- WHAT IS BEING ASKED:
Express the stretch of the items from the line containing "trace --target white" through the end of the items as a Markdown table with the columns Number and Entry. Number each line and leave out blank lines.

[Start of DATA SHOWN]

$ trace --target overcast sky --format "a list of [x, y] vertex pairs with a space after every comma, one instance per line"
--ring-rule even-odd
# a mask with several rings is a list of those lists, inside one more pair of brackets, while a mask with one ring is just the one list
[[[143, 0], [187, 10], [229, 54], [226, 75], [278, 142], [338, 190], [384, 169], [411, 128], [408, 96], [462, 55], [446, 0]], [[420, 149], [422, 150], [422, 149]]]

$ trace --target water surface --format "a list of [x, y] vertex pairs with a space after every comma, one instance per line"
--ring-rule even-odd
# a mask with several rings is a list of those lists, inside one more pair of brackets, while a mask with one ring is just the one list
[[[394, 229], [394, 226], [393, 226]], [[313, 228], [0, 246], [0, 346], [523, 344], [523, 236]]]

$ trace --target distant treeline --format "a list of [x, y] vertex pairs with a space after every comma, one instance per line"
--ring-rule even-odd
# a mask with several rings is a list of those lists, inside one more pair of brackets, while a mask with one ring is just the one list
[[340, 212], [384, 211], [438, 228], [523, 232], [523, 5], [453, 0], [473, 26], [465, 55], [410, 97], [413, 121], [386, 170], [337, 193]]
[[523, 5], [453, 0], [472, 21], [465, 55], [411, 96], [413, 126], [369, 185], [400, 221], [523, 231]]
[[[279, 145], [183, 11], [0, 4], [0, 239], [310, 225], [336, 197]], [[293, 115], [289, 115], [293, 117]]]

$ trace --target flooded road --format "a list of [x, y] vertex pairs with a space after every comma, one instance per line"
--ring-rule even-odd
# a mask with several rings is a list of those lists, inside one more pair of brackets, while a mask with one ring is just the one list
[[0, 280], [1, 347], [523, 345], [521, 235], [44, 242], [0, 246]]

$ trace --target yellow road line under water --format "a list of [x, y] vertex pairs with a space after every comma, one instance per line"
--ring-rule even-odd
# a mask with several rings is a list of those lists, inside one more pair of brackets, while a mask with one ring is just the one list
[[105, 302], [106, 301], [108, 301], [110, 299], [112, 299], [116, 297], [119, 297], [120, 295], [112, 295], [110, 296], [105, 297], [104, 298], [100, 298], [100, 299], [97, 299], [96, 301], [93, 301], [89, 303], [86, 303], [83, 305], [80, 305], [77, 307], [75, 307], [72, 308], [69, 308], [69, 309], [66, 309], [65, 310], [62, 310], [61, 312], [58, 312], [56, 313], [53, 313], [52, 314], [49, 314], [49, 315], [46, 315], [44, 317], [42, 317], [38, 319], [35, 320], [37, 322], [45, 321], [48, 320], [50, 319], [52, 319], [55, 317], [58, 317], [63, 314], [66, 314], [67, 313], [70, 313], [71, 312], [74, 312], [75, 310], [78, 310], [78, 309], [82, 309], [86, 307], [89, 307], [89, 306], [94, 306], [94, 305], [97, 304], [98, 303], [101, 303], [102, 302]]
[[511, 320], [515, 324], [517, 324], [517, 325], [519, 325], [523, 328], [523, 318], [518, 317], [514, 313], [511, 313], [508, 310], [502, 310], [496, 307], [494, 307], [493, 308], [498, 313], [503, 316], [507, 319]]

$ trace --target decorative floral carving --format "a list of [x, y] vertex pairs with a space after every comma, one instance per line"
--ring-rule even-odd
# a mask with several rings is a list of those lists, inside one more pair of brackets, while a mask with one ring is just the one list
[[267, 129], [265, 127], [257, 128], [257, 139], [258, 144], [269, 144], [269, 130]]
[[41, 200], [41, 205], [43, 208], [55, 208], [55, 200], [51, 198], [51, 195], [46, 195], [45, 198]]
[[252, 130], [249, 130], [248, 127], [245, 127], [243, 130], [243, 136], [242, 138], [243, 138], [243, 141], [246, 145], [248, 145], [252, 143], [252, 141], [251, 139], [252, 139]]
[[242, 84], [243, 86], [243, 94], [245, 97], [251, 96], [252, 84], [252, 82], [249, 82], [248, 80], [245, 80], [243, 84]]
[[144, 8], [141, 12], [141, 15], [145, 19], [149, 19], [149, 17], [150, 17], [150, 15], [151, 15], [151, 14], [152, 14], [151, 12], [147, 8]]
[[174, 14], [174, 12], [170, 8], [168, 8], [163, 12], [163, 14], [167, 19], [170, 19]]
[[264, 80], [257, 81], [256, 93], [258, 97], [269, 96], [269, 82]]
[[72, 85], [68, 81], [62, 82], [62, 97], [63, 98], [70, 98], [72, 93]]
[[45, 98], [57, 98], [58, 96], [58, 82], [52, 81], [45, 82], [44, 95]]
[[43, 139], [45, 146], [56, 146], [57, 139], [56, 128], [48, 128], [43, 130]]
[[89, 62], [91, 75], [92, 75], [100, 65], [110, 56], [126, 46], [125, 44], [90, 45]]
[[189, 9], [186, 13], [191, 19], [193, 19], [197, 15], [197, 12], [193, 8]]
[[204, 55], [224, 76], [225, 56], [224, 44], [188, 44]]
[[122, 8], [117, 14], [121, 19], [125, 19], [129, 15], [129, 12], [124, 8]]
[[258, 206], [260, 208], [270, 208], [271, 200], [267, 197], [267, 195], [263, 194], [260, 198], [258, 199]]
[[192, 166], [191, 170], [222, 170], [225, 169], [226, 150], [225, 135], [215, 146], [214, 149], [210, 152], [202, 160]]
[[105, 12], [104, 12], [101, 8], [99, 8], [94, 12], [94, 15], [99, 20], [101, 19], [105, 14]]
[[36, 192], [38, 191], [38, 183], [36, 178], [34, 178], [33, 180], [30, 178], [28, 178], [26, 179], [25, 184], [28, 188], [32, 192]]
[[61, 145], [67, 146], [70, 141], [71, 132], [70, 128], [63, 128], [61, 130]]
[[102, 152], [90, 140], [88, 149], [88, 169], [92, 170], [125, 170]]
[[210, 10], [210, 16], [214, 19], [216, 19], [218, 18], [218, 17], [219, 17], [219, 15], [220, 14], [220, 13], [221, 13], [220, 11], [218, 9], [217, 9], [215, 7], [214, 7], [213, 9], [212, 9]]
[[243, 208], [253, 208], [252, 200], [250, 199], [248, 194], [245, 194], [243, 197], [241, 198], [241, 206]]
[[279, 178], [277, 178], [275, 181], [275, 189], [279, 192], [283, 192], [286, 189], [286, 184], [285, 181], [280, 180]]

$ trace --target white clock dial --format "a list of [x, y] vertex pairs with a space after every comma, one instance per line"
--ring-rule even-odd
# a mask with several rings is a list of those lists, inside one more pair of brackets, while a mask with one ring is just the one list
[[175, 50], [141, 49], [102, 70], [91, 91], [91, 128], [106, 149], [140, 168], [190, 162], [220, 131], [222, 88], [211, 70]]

[End of DATA SHOWN]

- RESULT:
| Number | Entry |
|---|---|
| 1 | $ trace --target white clock dial --format "a list of [x, y] vertex pairs with a space after every comma, one instance per line" |
| 2 | --ring-rule even-odd |
| 3 | # a mask with several rings is a list of those lists, inside one more pair of brackets, while a mask with one ring is just the one list |
| 4 | [[175, 50], [141, 49], [102, 70], [91, 91], [91, 128], [106, 149], [140, 168], [190, 162], [220, 131], [222, 88], [211, 70]] |